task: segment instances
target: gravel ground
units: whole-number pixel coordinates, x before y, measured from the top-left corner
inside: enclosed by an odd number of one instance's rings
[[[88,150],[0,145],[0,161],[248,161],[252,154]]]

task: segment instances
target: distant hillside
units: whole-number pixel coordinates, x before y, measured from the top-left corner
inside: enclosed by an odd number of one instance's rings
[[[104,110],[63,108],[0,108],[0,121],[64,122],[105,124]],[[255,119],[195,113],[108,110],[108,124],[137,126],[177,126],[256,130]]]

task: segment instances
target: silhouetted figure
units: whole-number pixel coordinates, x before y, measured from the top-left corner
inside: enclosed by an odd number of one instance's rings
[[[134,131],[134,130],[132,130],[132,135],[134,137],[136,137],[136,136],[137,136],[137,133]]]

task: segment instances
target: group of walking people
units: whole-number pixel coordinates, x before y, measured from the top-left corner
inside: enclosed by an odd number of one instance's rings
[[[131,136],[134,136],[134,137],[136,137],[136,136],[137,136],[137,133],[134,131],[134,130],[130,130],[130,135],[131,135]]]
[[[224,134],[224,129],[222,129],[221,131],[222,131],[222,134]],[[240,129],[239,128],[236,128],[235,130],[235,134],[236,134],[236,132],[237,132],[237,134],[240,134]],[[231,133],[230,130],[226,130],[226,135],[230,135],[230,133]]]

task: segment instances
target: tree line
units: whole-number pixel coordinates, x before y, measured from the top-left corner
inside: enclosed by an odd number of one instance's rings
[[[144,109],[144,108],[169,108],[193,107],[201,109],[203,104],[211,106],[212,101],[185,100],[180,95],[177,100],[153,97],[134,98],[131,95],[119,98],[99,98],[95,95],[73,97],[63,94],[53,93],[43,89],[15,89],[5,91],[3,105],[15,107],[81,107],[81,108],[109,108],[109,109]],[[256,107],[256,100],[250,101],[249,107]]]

........

• EXERCISE AIM:
Return all of the lines above, from first to last, copying every character unchanged.

• RESPONSE FOR THIS EXERCISE:
task: segment instances
target: gravel ground
units: whole-number pixel coordinates, x before y, measured from the top-left corner
inside: enclosed by an odd number of one instance's rings
[[[88,150],[0,145],[0,161],[248,161],[252,154]]]

task: segment instances
target: distant hillside
units: whole-number pixel coordinates, x before y, measured from the top-left corner
inside: enclosed by an odd number of one instance's rings
[[[104,110],[63,108],[0,108],[0,121],[64,122],[105,124]],[[255,119],[195,113],[108,110],[108,124],[137,126],[177,126],[256,130]]]

task: segment instances
target: silhouetted figure
units: whole-number pixel coordinates, x before y, measured from the top-left corner
inside: enclosed by an odd number of one instance's rings
[[[134,131],[134,130],[132,130],[132,135],[134,137],[136,137],[136,136],[137,136],[137,133]]]

task: segment instances
target: group of walking people
units: whole-number pixel coordinates, x before y, measured from the top-left corner
inside: enclosed by an odd number of one instance's rings
[[[131,136],[134,136],[134,137],[136,137],[136,136],[137,136],[137,133],[134,131],[134,130],[130,130],[130,135],[131,135]]]
[[[224,134],[224,129],[222,129],[221,131],[222,131],[222,134]],[[240,129],[239,128],[236,128],[235,130],[235,134],[236,134],[236,132],[237,132],[237,134],[240,134]],[[231,133],[230,130],[226,130],[226,135],[230,135],[230,133]]]

task: segment instances
target: tree line
units: whole-number pixel coordinates, x before y, measured from the top-left corner
inside: enclosed by an odd number of one instance's rings
[[[144,109],[144,108],[169,108],[193,107],[201,109],[203,104],[211,106],[212,101],[185,100],[180,95],[177,100],[153,97],[134,98],[131,95],[119,98],[99,98],[95,95],[73,97],[63,94],[53,93],[43,89],[15,89],[5,91],[3,105],[15,107],[81,107],[81,108],[109,108],[109,109]],[[256,107],[256,100],[250,101],[249,107]]]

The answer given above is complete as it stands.